Thursday, March 7, 2013

Favorite Author and My Guest Today: Romance Icon and NY Times Bestselling Author Jennifer Blake - “In Defense of Bodice Ripper Romances”

Welcome, Jennifer, to my blog!  And to all those commenting: one lucky winner will receive Jennifer’s 2-book boxed eBook set, Royal Princes of Ruthenia, that contains Royal Seduction (a Bodice Ripper!) and Royal Passion, so be sure I have your email.

 And now from Jennifer:
   
My thanks to Regan for allowing me to take over her blog today. Having read a few of my romances that one could classify as “Bodice Rippers”—and she tells me, loved them—she asked me to do a post in defense of those romances that feature a forced seduction or semi-rape by the hero. Regan tells me there’s even a Goodreads group dedicated to finding the best ones. Somewhat reluctantly, for I know it can be a controversial subject, I offer the following:

Accepted wisdom in publishing since the 1940s has been that “Sex and violence sell.” This always held true in the mystery, suspense and thriller genres of the time, not to mention newspapers and magazines, but romance novels were the exception that proved the rule. That was until the 1970s and the advent of the “Bodice Rippers.”

Yet there was much more to these books than that cynical philosophy. They were stories that went deeper into the male-female sexual dynamic than any fiction had ever gone before.

The “Bodice Ripper” was perhaps established by Kathleen E. Woodiwiss with The Flame and the Flower in 1972, which by 1978 had sold 4.5 million copies. It was a direct descendent of the Gothic novels of the fifties and sixties in which the hero often figured as a nominal villain. It also owed a strong nod to stories of women’s free-spirited adventure such as Forever Amber by Kathleen Windsor. These were one-woman, one-man tales, which featured the development of a relationship from a difficult beginning.

Their basic theme was there is no “fate worse than death,” and that women were not devalued by forced seduction—a softer term than rape, the latter being a brutal assault not seen in the Woodiwiss books or the majority of “Bodice Rippers” written by others. They illustrated the essential truth that women can and do survive and triumph over a nonconsensual sexual initiation.

§ WRITTEN INSTRUCTION
According to the blog post, how many copies had The Flame and the Flower sold by 1978?

(Image region outline records)
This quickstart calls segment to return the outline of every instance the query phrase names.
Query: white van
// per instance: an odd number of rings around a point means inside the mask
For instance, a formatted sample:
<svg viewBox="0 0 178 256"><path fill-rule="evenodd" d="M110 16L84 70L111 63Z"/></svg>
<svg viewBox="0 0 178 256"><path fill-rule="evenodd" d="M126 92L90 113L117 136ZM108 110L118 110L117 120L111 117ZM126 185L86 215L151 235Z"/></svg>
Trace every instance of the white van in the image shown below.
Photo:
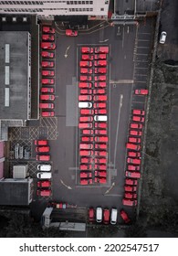
<svg viewBox="0 0 178 256"><path fill-rule="evenodd" d="M97 222L101 222L102 221L102 208L97 208L96 211L97 211L96 220L97 220Z"/></svg>
<svg viewBox="0 0 178 256"><path fill-rule="evenodd" d="M51 178L52 176L51 176L51 173L40 172L40 173L37 173L37 176L39 179L49 179L49 178Z"/></svg>
<svg viewBox="0 0 178 256"><path fill-rule="evenodd" d="M106 122L108 120L108 116L107 115L95 115L94 120Z"/></svg>
<svg viewBox="0 0 178 256"><path fill-rule="evenodd" d="M90 109L92 108L91 102L79 102L79 108L80 109Z"/></svg>
<svg viewBox="0 0 178 256"><path fill-rule="evenodd" d="M111 214L110 214L110 224L114 225L117 223L118 219L118 209L117 208L111 208Z"/></svg>
<svg viewBox="0 0 178 256"><path fill-rule="evenodd" d="M37 170L42 172L49 172L51 170L51 165L37 165Z"/></svg>

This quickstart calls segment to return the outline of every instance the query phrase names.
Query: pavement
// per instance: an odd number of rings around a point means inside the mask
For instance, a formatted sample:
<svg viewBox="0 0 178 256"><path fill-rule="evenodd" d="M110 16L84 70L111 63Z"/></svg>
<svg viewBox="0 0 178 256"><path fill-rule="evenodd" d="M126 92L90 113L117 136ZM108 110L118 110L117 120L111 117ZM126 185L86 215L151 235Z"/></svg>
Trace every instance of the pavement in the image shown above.
<svg viewBox="0 0 178 256"><path fill-rule="evenodd" d="M96 27L96 31L86 31L77 37L67 37L61 35L61 29L58 30L56 43L56 116L58 117L57 140L50 141L51 155L53 161L53 199L65 201L78 207L97 207L103 208L116 207L120 208L123 197L124 171L128 127L130 121L131 108L138 106L142 108L144 101L141 99L140 103L132 105L131 94L133 80L141 75L146 84L145 75L149 65L145 63L142 69L139 69L142 62L148 60L152 40L152 22L141 25L141 33L138 35L138 28L133 25L118 25L115 27L102 25ZM142 34L141 34L142 33ZM144 34L145 33L145 34ZM139 42L136 45L135 38ZM141 39L143 45L141 45ZM100 42L100 43L99 43ZM104 42L104 43L103 43ZM75 122L70 126L67 125L67 101L68 87L77 86L78 81L78 56L81 46L96 46L99 44L110 46L109 64L110 83L108 86L109 96L109 123L110 123L110 142L109 142L109 178L106 185L95 185L81 187L79 184L77 172L78 163L78 127ZM142 49L139 48L141 48ZM138 49L138 48L139 49ZM135 50L139 51L138 56ZM139 54L141 54L139 57ZM65 57L65 55L68 55ZM136 58L136 59L135 59ZM139 62L141 61L141 62ZM135 66L138 70L135 71ZM71 97L72 98L72 97ZM75 98L75 97L74 97ZM76 101L73 98L69 102L69 108L76 108ZM141 104L141 106L139 106ZM71 117L73 118L73 117ZM78 119L78 112L76 112ZM72 124L73 123L73 124Z"/></svg>

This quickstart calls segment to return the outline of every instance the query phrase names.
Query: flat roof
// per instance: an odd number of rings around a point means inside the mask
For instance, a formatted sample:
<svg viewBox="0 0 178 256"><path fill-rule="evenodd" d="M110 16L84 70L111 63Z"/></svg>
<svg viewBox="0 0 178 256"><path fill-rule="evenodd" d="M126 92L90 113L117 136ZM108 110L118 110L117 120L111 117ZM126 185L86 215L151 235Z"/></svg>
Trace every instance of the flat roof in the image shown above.
<svg viewBox="0 0 178 256"><path fill-rule="evenodd" d="M0 31L0 119L27 119L26 31Z"/></svg>

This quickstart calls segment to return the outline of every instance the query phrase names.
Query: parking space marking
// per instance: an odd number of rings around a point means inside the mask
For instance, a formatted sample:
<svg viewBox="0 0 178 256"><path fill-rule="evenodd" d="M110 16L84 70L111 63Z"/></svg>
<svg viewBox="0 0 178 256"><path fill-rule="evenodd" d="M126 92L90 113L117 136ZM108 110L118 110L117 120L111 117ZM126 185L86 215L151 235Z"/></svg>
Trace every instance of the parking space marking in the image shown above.
<svg viewBox="0 0 178 256"><path fill-rule="evenodd" d="M114 149L114 168L116 168L116 153L117 153L117 145L118 145L118 133L119 133L119 125L120 125L120 115L122 107L123 94L120 95L119 101L119 111L118 111L118 123L117 123L117 130L116 130L116 140L115 140L115 149Z"/></svg>
<svg viewBox="0 0 178 256"><path fill-rule="evenodd" d="M110 80L110 83L114 83L114 84L117 84L117 83L133 83L134 80Z"/></svg>

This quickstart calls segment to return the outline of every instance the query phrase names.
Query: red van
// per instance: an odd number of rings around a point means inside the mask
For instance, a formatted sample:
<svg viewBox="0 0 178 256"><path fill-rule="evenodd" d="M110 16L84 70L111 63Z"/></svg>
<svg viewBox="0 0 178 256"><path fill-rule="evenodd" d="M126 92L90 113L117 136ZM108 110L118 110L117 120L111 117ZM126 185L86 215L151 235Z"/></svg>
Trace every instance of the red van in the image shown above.
<svg viewBox="0 0 178 256"><path fill-rule="evenodd" d="M51 190L50 189L37 189L37 196L41 197L50 197L51 196Z"/></svg>
<svg viewBox="0 0 178 256"><path fill-rule="evenodd" d="M109 53L109 47L95 48L95 53Z"/></svg>
<svg viewBox="0 0 178 256"><path fill-rule="evenodd" d="M50 161L50 155L37 155L36 160L37 161Z"/></svg>
<svg viewBox="0 0 178 256"><path fill-rule="evenodd" d="M35 144L37 145L47 145L48 144L48 141L47 140L36 140Z"/></svg>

§ RESULT OF THIS EXERCISE
4.5 million copies.